=== Assignment ===
Transcribe each entry exactly, without pictures.

Information START

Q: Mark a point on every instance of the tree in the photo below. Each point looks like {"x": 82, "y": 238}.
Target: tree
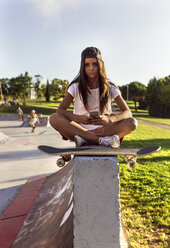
{"x": 47, "y": 92}
{"x": 59, "y": 87}
{"x": 4, "y": 87}
{"x": 37, "y": 85}
{"x": 157, "y": 97}
{"x": 136, "y": 92}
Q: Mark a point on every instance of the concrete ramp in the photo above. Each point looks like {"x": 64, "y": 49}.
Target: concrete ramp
{"x": 49, "y": 223}
{"x": 44, "y": 121}
{"x": 3, "y": 138}
{"x": 8, "y": 117}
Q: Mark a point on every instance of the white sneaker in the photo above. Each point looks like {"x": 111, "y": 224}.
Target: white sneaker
{"x": 78, "y": 140}
{"x": 112, "y": 141}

Information END

=== Result ===
Q: Mark a point on every instance of the tree in the photo below. Each point looks like {"x": 82, "y": 238}.
Target: tree
{"x": 47, "y": 92}
{"x": 59, "y": 87}
{"x": 4, "y": 87}
{"x": 37, "y": 85}
{"x": 157, "y": 97}
{"x": 136, "y": 92}
Q: Mark a point on every instance of the concrete ramp in the photo above. Each point looks like {"x": 64, "y": 49}.
Target: concrete ramp
{"x": 49, "y": 223}
{"x": 44, "y": 121}
{"x": 3, "y": 138}
{"x": 8, "y": 117}
Q: Mark a point on every instance of the white sneaker in the photo above. Each point looks like {"x": 111, "y": 224}.
Target: white sneaker
{"x": 78, "y": 140}
{"x": 112, "y": 141}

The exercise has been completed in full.